**ACTIVITIES:**
- A) In the Today's Hospitalist excerpt, how many patients per shift did hospitalists define as a safe level?
- B) Render this sentence from the Today's Hospitalist excerpt in Spanish: "Respondents also linked higher volume to reduced levels of patient satisfaction."
- C) Write a continuation of the Today's Hospitalist excerpt on hospitalist workload and the Sunshine Act, picking up after its final sentence.

**SOURCE DOCUMENT:**
......
Published in the March 2013 issue of Today’s Hospitalist

Is hospitalist workload unsafe for patients?

SURVEY RESULTS indicate that 36% of hospitalists think they experience unsafe patient volumes more than once a week, a workload that many survey respondents tie to delays in care and higher complication rates.

The study, which surveyed more than 500 hospitalists in both community and academic settings in November 2010, was published online in January by JAMA Internal Medicine. The authors found that among the hospitalists surveyed, 40% reported unsafe patient census levels at least monthly during day shifts. (Hospitalists defined “safe” levels as seeing only 15 patients per shift.)

Among respondents, 25% believed unsafe volumes prevented them from fully discussing treatment options with patients or families, while 22% said problems with workload had resulted in delayed admissions and discharges as well as unnecessary orders for tests and consults.

Among surveyed hospitalists, 7% linked unsafe patient volumes to higher complication rates, while 5% pegged higher volumes to increased patient mortality. Respondents also linked higher volume to reduced levels of patient satisfaction.

Doc gifts and payments about to go public

The Centers for Medicare and Medicaid Services last month released the final rule of the so-called “Sunshine Act,” the section of the Affordable Care Act that mandates public reporting of all gifts and payments to physicians from companies that produce drugs, medical devices and biologics.
......
**EXTRACTED MATERIAL:**
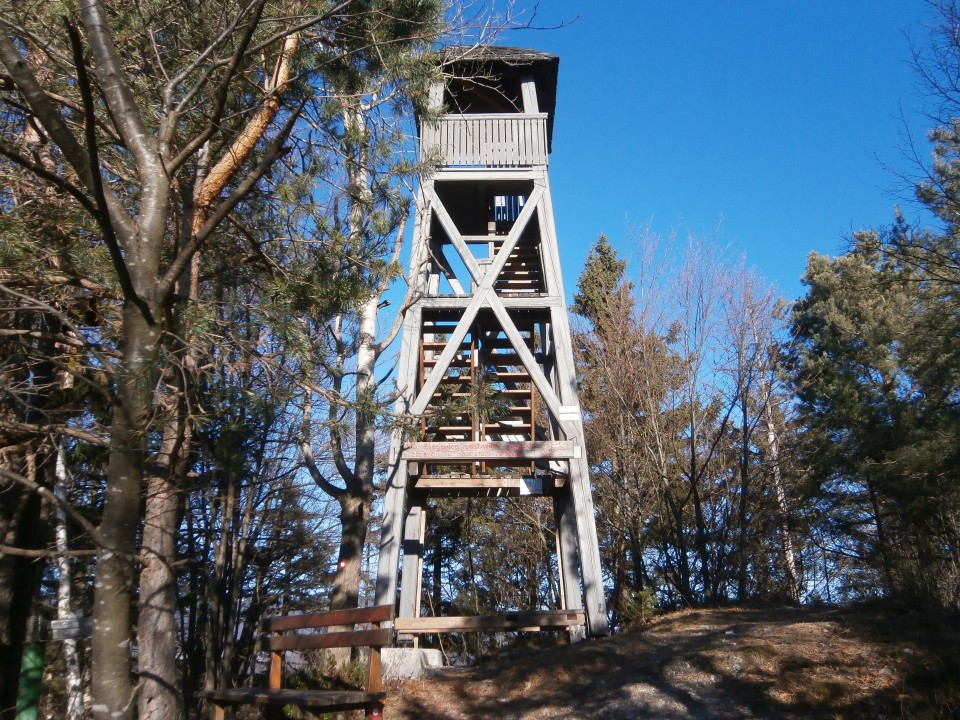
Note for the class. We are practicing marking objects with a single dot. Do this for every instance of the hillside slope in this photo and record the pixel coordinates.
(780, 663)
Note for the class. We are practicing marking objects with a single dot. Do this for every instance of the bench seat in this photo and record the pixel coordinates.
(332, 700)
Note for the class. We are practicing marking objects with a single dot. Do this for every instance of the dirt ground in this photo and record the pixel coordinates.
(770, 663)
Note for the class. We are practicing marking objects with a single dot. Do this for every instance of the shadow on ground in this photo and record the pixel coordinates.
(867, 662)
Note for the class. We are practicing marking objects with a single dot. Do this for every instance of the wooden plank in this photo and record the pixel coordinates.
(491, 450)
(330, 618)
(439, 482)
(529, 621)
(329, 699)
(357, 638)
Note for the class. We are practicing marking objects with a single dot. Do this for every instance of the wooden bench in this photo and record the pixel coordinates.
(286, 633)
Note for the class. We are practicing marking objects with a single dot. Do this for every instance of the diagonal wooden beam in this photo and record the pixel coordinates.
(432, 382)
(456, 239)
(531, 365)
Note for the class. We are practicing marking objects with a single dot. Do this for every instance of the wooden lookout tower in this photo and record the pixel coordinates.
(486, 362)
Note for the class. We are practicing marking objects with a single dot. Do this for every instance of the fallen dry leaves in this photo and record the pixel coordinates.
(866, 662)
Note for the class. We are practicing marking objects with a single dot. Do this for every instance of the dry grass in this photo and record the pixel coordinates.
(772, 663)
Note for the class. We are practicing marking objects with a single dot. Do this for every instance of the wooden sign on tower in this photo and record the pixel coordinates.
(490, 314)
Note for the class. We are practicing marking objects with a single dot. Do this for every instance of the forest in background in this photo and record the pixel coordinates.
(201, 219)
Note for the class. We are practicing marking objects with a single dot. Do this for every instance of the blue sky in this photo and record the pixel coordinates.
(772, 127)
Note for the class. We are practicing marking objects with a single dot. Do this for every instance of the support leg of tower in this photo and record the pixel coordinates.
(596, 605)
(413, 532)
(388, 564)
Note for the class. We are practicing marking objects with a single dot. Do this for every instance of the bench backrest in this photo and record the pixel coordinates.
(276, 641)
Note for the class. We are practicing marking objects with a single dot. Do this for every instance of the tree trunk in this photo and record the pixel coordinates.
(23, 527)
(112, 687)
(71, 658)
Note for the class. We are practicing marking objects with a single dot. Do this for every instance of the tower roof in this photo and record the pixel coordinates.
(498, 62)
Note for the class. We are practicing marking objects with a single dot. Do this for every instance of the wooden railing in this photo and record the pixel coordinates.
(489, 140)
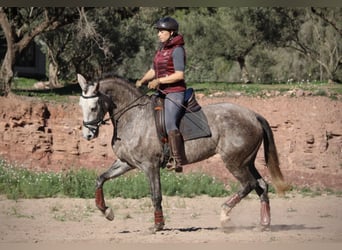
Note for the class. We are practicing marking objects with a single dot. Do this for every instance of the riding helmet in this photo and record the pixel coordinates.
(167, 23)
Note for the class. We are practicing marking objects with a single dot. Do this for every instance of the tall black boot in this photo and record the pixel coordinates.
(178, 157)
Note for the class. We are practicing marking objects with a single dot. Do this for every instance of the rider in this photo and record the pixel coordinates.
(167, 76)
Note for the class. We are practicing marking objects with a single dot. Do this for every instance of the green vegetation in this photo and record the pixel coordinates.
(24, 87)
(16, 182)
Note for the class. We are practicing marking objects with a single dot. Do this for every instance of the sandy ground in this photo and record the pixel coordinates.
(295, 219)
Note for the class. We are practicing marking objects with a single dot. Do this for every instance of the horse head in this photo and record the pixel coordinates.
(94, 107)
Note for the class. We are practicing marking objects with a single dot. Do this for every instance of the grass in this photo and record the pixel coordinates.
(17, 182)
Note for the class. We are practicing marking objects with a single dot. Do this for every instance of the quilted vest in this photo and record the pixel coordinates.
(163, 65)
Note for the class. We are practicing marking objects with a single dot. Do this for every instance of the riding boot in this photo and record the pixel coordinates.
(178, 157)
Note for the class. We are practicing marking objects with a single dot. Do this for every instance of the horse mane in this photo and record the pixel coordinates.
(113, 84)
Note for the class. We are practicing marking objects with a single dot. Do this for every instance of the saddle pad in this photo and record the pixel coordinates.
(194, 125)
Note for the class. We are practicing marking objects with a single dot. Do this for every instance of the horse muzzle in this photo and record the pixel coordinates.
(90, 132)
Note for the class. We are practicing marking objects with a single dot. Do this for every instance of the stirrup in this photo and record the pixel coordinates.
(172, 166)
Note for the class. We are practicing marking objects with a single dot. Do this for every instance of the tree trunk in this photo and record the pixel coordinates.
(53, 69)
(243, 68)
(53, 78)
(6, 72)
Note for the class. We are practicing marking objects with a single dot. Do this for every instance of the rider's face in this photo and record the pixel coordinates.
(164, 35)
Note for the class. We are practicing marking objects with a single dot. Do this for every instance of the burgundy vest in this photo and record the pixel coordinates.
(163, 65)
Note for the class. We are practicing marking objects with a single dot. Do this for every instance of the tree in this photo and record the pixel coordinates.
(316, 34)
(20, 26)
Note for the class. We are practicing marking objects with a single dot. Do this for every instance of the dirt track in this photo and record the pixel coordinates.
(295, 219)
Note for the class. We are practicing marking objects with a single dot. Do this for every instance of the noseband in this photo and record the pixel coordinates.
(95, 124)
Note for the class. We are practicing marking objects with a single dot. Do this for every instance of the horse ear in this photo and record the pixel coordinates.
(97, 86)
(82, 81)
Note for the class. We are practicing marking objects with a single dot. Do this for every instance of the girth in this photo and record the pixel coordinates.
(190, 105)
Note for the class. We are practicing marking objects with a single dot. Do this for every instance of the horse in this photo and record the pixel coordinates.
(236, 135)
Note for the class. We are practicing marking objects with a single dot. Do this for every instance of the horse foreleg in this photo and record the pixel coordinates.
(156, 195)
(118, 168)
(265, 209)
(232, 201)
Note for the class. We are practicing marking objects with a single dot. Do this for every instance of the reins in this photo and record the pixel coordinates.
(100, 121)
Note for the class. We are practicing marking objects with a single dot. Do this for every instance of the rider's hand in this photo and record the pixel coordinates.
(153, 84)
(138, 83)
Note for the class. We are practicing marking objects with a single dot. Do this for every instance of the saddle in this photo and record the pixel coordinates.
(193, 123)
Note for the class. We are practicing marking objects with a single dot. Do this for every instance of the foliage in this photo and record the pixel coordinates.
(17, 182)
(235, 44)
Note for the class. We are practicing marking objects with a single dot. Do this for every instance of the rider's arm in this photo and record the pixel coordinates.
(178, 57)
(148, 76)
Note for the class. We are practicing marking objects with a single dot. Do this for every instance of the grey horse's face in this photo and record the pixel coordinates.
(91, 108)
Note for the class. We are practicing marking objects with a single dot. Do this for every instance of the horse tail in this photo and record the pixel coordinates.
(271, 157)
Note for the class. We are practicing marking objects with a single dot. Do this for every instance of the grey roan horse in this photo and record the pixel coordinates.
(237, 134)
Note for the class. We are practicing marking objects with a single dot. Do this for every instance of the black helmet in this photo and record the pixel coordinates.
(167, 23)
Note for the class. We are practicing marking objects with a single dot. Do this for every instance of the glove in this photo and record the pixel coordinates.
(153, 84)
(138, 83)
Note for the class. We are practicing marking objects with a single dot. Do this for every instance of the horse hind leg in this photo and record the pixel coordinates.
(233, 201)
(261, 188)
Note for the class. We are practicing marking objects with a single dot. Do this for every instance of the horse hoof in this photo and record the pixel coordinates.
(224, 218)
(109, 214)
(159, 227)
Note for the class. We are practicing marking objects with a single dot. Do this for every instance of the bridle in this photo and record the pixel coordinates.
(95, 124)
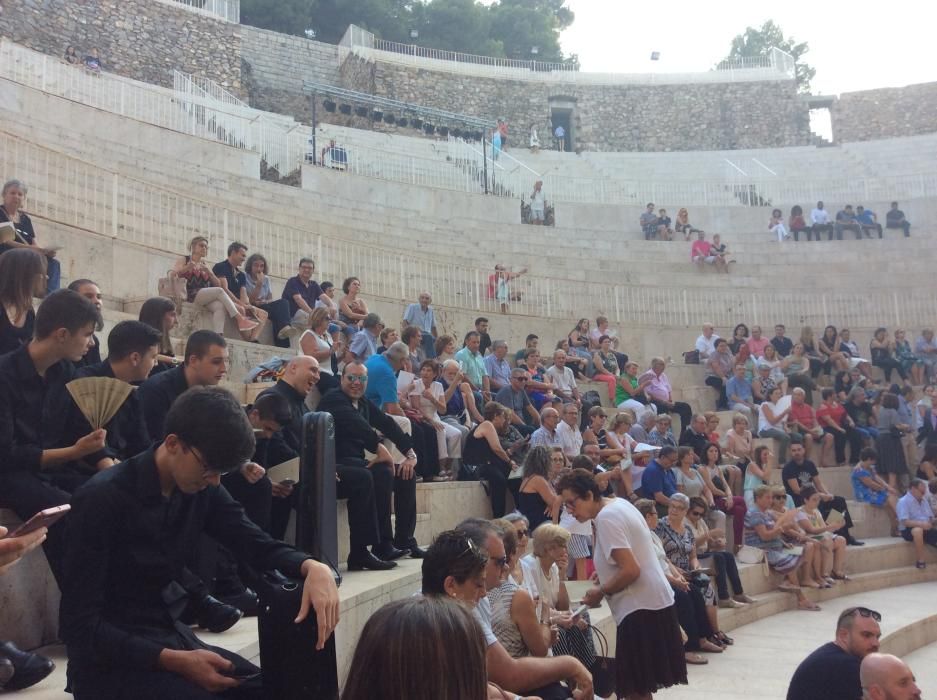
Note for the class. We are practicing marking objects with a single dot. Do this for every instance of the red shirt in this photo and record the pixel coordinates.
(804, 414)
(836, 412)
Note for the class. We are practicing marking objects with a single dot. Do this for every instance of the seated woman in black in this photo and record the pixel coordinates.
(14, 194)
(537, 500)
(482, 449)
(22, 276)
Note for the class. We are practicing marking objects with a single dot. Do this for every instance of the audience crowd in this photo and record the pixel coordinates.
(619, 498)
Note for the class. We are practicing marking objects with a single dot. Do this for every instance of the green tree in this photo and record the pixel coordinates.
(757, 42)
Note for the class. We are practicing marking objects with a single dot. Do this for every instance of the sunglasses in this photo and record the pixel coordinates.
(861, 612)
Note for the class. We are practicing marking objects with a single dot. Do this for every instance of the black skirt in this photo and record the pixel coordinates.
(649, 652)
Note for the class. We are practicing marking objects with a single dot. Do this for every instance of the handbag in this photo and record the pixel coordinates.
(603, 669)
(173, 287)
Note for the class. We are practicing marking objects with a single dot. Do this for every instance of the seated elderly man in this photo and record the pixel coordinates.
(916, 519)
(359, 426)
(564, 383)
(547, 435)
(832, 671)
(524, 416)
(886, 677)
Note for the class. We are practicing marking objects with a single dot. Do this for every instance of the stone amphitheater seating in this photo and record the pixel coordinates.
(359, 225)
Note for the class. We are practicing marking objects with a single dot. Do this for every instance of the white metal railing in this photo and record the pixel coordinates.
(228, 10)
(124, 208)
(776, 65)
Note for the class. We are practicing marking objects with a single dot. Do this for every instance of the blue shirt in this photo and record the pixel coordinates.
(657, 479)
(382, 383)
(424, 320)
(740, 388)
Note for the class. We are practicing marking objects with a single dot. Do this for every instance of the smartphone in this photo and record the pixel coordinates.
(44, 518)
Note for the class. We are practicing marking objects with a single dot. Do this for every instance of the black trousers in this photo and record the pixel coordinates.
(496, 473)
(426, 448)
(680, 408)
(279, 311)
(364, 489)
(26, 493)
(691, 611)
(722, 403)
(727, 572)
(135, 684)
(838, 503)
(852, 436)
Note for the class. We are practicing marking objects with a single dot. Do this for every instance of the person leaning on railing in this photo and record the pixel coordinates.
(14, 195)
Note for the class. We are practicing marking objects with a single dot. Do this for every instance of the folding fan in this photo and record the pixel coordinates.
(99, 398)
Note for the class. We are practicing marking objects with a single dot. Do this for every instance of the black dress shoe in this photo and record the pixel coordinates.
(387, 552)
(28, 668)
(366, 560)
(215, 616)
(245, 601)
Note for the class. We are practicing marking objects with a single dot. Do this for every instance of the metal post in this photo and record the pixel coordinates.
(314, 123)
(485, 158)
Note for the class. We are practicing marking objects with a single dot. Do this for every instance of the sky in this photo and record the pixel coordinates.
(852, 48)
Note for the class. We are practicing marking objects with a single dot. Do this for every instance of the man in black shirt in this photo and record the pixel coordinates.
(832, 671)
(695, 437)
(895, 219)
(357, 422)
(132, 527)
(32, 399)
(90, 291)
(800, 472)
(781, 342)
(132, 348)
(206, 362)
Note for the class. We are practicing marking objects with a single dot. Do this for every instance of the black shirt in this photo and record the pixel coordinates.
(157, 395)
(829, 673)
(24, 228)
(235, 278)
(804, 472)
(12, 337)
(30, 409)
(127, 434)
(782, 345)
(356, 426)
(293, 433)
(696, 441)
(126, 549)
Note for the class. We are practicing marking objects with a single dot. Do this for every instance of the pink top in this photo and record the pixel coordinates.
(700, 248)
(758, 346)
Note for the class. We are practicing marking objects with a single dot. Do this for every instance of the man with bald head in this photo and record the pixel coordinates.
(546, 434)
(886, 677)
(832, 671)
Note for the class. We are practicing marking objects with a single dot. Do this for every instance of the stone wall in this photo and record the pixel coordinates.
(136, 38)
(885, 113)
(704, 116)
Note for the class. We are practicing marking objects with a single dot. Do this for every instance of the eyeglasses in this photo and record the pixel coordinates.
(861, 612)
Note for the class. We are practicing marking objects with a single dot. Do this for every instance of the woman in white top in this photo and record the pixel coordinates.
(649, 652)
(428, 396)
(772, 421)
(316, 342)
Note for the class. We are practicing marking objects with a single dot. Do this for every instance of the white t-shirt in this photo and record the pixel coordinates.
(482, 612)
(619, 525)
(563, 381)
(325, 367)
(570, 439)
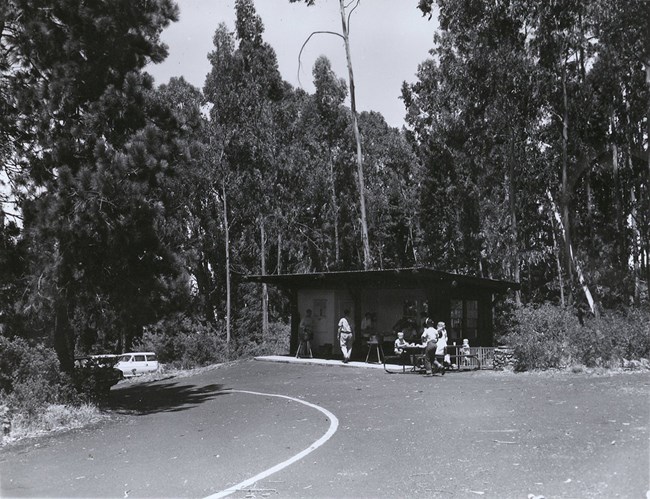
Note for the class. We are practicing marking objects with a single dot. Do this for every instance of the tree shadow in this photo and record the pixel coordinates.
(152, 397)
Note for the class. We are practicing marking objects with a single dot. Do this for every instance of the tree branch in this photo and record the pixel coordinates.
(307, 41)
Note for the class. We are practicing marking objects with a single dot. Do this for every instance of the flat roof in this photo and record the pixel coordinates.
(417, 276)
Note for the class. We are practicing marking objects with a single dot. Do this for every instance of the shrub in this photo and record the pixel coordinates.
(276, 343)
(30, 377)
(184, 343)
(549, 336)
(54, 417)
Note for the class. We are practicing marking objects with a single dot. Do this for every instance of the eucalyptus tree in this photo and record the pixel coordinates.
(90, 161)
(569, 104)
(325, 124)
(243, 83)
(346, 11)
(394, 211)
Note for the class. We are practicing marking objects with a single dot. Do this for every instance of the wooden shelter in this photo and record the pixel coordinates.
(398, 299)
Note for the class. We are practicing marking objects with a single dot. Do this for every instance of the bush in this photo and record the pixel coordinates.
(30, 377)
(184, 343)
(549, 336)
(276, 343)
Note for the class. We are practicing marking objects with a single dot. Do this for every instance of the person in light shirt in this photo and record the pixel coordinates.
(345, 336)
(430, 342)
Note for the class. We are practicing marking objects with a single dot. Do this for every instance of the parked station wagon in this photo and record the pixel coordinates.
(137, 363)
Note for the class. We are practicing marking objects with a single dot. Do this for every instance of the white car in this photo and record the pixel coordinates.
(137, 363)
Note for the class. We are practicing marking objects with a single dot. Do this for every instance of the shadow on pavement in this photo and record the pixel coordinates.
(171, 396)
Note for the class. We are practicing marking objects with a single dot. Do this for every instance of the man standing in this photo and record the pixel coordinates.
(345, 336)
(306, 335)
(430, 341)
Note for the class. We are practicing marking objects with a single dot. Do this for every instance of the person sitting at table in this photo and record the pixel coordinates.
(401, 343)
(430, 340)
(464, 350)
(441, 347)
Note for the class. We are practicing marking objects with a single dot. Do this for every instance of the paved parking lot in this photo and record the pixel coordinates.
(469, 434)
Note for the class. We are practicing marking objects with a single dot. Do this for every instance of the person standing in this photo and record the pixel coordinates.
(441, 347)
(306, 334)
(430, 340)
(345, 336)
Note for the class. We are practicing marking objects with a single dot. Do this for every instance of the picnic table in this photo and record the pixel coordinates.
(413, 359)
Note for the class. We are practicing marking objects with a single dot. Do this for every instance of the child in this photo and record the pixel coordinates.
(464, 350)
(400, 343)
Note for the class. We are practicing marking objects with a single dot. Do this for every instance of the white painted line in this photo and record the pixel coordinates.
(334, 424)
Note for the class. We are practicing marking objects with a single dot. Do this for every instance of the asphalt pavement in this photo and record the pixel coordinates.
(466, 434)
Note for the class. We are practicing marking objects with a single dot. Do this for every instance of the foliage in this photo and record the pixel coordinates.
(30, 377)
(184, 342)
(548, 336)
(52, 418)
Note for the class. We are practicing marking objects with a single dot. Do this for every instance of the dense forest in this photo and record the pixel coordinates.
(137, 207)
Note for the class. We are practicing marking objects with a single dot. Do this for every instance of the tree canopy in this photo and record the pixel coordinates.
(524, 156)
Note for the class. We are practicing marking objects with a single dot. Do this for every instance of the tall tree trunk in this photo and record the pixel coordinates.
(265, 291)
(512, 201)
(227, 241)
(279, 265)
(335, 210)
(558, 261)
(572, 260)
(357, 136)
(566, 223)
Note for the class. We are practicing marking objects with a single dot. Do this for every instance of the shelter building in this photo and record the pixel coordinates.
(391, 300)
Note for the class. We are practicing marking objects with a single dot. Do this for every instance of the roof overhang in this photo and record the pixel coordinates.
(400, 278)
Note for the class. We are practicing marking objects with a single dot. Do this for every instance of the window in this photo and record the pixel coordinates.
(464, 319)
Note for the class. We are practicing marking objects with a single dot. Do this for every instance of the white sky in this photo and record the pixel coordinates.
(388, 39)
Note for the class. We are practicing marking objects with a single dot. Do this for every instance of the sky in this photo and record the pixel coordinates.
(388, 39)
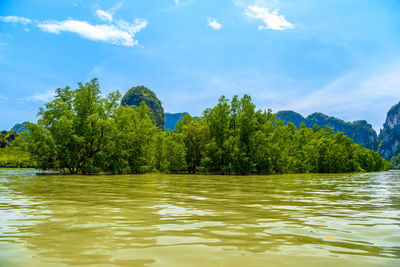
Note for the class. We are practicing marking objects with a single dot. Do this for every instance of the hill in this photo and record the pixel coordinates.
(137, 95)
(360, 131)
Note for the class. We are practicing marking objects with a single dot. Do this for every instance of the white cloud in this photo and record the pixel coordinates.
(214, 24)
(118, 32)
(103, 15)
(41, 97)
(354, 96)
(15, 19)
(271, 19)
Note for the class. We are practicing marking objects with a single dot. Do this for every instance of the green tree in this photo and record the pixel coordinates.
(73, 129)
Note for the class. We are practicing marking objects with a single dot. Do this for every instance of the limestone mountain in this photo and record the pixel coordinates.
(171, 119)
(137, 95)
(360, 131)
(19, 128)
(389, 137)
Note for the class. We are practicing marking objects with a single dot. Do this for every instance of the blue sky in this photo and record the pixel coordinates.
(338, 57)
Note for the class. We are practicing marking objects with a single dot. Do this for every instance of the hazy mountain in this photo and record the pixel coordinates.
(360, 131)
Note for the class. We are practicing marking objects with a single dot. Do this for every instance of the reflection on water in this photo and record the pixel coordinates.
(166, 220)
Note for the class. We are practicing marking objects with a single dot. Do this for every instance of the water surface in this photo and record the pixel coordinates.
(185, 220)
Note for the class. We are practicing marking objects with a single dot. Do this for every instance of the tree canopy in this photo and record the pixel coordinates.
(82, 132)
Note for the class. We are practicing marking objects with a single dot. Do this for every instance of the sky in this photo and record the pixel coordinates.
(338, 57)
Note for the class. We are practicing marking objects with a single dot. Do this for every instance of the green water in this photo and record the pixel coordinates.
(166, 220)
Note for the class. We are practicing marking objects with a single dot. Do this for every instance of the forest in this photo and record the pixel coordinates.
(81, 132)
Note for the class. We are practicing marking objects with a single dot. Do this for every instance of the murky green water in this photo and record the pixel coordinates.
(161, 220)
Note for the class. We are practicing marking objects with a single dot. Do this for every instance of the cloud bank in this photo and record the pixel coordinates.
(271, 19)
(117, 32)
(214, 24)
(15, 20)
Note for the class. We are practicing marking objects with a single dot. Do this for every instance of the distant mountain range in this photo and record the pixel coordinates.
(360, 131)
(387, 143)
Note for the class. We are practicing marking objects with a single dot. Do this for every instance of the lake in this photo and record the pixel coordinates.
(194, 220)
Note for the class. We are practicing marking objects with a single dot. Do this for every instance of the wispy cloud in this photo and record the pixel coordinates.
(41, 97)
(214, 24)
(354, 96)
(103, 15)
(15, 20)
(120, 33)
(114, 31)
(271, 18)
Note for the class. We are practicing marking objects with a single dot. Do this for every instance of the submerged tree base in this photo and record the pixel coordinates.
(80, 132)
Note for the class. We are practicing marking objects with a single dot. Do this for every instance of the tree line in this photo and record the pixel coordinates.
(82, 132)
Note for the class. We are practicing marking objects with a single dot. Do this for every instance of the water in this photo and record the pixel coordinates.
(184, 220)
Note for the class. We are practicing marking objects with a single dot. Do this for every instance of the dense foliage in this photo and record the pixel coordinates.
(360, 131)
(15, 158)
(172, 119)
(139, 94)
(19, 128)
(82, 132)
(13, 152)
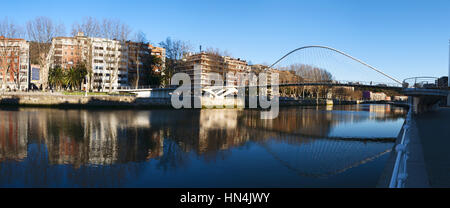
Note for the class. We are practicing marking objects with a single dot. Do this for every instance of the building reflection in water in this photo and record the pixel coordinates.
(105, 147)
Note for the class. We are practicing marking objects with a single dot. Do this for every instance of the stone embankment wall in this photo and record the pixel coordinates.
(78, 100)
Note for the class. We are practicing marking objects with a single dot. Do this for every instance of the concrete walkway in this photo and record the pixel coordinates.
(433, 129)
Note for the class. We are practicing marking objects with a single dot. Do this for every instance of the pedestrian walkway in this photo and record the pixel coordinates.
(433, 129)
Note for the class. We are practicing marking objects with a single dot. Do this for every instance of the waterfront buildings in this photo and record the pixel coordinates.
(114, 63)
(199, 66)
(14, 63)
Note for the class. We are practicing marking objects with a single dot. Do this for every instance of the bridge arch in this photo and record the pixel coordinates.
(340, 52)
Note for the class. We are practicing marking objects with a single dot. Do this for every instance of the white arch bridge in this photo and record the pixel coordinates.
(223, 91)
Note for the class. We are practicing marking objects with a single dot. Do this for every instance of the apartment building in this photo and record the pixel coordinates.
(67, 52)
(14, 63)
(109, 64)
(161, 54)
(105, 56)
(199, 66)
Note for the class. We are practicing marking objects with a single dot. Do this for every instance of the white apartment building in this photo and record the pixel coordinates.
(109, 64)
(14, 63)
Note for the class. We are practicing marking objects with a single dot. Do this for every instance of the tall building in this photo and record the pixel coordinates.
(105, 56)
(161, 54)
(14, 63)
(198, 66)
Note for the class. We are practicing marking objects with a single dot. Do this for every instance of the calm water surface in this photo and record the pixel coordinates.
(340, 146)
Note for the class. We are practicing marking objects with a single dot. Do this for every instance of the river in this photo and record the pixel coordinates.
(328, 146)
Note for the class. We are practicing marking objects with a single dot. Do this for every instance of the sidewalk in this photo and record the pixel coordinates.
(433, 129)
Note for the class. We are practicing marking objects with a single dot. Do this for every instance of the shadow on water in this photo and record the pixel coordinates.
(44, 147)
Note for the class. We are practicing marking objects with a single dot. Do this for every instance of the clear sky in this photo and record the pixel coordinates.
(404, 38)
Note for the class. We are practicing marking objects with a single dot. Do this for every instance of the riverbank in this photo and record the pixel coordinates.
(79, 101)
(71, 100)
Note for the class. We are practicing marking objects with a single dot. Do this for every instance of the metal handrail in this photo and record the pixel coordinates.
......
**RESULTS FOR EACH TASK:**
- A) 15 patients per shift.

- B) Los encuestados también relacionaron un mayor volumen con niveles reducidos de satisfacción de los pacientes.

- C)
Companies are also supposed to report physician ownership and investment in those firms. According to the final rule, companies must begin reporting those data to the Department of Health and Human Services by Aug. 1. Data will be publicly posted on a Web site in September 2014.

Publicly reported information will include physician names and addresses, payment or gift amounts, and the purpose for the payments. Gifts or payments of less than $10 are exempt unless physicians receive more than $100 annually from that specific company. Also exempt are fees paid to physician speakers at industry-sponsored CME events where the sponsoring company doesn’t choose the speaker.

Doctors have the option to review payment data before they are published.